* What you need to do *
Rewrite the entries from the line with "Find log pile." to the line with "[456,123,534,197]", both included, and keep every request as it is. Multiply each bounding-box coordinate in the answers by 1.1 and round to the nearest whole number, with halves going up.

— begin Task inputs —

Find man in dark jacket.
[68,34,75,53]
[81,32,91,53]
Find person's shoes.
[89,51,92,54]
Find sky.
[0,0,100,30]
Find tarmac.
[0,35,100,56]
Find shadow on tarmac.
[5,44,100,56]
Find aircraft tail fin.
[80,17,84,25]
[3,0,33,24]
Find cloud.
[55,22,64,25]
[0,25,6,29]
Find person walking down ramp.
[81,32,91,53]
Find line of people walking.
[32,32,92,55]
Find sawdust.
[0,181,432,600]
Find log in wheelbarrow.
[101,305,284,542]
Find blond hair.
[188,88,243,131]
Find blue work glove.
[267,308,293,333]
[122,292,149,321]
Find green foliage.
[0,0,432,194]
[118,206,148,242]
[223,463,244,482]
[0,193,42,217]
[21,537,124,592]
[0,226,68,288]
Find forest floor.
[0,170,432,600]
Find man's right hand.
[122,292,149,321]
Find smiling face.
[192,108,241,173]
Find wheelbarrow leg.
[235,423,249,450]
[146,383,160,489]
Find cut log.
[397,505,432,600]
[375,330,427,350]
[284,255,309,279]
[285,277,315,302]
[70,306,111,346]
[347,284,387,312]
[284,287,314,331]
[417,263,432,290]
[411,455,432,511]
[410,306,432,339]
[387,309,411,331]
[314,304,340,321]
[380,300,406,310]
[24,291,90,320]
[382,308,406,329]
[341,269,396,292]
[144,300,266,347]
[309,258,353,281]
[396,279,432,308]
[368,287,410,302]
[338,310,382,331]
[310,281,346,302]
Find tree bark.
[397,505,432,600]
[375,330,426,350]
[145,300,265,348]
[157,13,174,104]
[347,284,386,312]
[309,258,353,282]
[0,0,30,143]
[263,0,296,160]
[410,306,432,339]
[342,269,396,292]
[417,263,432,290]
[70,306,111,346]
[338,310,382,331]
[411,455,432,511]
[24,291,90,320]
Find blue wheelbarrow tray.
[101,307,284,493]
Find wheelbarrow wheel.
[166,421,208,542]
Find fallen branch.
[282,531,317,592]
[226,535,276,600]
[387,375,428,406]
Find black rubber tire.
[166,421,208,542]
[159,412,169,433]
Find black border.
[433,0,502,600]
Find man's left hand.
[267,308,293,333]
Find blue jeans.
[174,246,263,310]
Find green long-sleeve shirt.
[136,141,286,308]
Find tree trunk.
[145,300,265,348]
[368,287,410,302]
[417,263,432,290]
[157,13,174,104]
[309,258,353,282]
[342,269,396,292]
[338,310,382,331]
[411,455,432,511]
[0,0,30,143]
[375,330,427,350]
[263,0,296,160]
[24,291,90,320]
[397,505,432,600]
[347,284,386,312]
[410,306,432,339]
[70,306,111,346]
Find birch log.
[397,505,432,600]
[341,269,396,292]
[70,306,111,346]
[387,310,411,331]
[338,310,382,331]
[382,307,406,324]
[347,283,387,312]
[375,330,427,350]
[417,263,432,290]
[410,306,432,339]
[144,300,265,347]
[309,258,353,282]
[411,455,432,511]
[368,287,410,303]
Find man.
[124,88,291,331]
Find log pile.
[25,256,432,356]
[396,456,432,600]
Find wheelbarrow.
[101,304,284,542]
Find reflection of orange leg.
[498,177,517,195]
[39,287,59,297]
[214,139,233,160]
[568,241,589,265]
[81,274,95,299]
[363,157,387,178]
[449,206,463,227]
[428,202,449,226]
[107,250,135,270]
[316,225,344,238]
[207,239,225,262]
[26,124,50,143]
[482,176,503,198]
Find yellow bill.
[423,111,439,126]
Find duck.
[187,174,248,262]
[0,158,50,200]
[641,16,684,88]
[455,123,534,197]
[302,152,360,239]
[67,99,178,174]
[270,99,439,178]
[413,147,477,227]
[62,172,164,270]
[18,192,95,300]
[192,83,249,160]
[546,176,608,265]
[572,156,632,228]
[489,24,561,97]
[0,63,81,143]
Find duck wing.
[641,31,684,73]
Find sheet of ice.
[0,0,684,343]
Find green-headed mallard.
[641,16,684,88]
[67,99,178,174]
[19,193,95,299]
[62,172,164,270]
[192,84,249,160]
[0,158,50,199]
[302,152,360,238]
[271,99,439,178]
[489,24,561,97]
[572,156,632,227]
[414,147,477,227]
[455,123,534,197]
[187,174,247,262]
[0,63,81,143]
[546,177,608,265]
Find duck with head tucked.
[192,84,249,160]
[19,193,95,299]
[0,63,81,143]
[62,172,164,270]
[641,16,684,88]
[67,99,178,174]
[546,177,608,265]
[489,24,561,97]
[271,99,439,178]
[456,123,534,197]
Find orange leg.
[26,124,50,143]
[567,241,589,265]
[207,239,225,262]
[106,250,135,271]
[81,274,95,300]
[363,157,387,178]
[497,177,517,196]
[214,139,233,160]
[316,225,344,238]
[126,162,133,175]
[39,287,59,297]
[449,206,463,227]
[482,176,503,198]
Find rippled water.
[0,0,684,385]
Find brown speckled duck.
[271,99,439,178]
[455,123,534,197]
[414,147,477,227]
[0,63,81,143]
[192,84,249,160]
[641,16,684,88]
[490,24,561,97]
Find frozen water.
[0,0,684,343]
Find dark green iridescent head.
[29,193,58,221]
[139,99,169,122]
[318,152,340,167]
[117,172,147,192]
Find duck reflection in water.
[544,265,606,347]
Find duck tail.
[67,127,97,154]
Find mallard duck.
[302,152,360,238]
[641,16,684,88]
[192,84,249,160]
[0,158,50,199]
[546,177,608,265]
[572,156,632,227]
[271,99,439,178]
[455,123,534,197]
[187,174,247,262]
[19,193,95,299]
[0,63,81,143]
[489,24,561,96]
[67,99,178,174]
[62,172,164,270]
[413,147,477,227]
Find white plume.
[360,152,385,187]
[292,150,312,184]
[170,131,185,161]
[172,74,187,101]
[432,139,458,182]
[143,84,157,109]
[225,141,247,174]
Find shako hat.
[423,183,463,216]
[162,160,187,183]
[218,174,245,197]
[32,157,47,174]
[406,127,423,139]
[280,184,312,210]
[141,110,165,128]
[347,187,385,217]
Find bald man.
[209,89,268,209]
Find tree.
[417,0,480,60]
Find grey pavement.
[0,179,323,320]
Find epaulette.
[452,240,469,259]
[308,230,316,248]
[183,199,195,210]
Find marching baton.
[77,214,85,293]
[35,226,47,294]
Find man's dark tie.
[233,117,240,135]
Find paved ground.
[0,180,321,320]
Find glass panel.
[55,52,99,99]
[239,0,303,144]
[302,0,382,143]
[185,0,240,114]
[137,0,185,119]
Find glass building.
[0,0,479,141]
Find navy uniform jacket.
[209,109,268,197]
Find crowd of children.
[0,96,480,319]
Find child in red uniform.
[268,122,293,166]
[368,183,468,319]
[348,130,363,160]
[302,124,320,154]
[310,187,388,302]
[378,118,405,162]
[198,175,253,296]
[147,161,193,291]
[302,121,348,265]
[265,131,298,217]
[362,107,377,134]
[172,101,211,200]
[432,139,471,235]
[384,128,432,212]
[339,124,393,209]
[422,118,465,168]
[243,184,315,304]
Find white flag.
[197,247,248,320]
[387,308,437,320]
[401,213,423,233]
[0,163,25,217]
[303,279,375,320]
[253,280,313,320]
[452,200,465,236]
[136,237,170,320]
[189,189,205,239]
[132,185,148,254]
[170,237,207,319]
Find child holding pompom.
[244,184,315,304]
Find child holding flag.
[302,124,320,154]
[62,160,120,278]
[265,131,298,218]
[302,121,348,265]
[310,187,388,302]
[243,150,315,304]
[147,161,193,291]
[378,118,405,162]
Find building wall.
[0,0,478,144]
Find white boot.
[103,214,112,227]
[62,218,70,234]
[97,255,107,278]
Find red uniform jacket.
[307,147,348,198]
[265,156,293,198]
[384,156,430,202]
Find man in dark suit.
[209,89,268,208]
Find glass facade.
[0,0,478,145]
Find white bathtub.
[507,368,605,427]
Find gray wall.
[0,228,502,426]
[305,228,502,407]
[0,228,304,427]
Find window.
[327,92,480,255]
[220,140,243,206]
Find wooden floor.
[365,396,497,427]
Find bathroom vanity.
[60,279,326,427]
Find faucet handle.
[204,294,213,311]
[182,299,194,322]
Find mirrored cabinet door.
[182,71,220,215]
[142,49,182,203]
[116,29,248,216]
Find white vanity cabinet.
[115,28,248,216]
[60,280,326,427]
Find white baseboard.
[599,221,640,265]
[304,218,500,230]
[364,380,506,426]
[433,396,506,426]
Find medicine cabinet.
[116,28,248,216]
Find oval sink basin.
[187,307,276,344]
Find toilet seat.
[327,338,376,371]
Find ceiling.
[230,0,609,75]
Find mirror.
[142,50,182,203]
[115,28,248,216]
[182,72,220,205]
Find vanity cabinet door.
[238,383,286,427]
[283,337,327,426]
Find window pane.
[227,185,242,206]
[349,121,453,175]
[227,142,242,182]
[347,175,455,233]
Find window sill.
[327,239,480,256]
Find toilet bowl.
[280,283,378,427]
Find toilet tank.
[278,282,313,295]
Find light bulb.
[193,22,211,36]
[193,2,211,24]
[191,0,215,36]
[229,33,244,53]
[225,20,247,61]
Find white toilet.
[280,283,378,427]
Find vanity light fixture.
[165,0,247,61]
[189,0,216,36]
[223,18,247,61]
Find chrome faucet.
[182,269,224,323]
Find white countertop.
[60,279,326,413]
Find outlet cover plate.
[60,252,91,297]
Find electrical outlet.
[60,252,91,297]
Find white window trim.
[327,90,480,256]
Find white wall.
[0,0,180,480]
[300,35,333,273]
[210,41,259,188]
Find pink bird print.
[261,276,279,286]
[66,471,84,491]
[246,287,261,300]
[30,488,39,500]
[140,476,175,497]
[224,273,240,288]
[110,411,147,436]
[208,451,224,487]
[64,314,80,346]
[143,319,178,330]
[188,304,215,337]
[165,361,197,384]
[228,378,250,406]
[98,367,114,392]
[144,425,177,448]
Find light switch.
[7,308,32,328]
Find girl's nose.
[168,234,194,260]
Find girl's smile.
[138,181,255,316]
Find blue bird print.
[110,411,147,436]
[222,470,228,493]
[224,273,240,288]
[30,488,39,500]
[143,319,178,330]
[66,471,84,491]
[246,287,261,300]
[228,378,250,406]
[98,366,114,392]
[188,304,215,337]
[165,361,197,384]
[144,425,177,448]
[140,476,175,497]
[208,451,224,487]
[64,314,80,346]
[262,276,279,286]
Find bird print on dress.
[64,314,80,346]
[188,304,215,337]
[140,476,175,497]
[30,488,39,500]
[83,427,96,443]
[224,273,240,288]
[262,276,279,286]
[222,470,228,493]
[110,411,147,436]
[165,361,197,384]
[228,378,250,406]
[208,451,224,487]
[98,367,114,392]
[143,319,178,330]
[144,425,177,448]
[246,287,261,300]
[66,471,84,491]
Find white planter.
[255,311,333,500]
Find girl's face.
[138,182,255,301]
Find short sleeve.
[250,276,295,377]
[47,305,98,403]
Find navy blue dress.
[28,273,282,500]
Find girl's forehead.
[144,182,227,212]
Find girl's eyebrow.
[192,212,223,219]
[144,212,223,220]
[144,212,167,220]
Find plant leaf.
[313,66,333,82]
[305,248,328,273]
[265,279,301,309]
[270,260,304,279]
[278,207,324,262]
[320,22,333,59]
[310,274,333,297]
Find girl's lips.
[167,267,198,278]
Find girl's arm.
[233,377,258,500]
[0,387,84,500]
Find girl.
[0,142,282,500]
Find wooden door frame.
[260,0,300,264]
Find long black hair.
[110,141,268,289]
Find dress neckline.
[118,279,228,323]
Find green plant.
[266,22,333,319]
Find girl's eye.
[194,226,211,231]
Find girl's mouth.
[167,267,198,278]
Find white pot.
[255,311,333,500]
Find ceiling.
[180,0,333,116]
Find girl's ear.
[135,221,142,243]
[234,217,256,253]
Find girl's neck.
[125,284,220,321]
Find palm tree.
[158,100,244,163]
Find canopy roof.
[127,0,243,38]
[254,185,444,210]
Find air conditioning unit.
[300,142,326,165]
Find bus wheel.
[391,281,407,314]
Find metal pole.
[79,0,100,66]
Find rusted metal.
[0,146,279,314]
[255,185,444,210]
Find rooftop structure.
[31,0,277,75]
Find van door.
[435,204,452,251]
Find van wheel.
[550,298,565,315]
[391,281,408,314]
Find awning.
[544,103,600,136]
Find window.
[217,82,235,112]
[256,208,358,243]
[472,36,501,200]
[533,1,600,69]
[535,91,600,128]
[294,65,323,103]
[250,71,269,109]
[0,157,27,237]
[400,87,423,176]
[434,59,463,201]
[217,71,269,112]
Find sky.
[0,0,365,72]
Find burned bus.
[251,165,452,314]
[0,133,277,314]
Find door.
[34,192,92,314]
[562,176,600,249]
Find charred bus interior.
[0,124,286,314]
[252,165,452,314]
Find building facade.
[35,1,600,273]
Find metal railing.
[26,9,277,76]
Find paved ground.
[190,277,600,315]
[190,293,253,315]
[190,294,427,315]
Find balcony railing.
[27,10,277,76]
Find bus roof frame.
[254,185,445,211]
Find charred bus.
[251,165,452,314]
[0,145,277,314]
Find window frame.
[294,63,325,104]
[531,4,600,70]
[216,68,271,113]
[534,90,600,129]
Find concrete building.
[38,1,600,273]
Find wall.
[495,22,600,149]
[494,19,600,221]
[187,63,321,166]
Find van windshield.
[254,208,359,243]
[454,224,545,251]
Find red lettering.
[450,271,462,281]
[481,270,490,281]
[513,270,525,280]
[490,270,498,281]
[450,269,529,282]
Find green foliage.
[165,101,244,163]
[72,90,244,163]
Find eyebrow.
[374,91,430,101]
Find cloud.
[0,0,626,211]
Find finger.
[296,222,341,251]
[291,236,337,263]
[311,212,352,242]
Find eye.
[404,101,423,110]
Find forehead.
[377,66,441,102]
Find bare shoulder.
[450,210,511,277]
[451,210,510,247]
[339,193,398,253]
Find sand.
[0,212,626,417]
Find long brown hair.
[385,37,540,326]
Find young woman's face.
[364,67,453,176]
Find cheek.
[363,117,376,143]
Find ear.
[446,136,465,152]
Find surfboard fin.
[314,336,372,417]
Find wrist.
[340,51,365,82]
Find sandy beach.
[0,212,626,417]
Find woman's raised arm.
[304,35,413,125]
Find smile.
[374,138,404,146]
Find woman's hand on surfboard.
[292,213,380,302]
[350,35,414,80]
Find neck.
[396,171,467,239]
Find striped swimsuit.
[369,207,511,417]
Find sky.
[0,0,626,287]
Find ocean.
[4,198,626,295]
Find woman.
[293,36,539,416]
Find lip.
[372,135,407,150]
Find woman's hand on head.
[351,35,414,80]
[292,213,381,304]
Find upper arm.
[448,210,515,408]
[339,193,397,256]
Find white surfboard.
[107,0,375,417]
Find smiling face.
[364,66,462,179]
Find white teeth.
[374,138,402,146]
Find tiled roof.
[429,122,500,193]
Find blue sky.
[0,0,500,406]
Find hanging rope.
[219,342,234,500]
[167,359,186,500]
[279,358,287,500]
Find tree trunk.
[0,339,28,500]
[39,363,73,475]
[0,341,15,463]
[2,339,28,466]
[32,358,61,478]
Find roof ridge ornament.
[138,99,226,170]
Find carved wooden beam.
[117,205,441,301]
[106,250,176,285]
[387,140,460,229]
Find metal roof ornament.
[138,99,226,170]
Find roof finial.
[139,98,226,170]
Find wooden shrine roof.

— end Task inputs —

* Full answer *
Find log pile.
[28,282,475,392]
[436,502,475,660]
Find wheelbarrow.
[111,334,312,596]
Find reflection of orange leg.
[548,195,569,215]
[43,316,65,327]
[235,153,256,176]
[625,265,648,292]
[89,301,105,329]
[399,173,426,196]
[494,227,509,250]
[471,222,494,249]
[118,275,149,297]
[348,248,378,262]
[228,263,248,288]
[29,136,55,157]
[530,194,553,218]
Find yellow bill.
[465,122,483,139]
Find duck.
[206,191,273,288]
[0,174,55,220]
[705,18,752,97]
[501,135,587,217]
[332,167,396,263]
[74,109,196,191]
[297,109,483,196]
[454,162,525,250]
[68,189,180,297]
[20,211,105,330]
[211,91,274,176]
[601,194,669,292]
[629,172,695,251]
[538,26,617,107]
[0,69,89,157]
Find duck wing.
[705,34,752,80]
Find sheet of ice.
[0,0,752,377]
Find green-headed mallard.
[705,18,752,97]
[74,109,196,191]
[21,212,105,329]
[68,189,180,297]
[211,92,274,176]
[0,174,55,219]
[332,167,396,262]
[298,109,483,196]
[538,26,617,107]
[629,172,695,250]
[455,162,525,250]
[501,135,587,217]
[206,191,272,288]
[0,69,89,157]
[601,195,669,292]
Find duck with head tucked.
[211,92,274,176]
[21,212,105,329]
[0,69,89,157]
[68,189,180,297]
[705,18,752,97]
[74,109,196,191]
[601,195,669,292]
[538,26,617,107]
[298,109,483,196]
[502,135,587,217]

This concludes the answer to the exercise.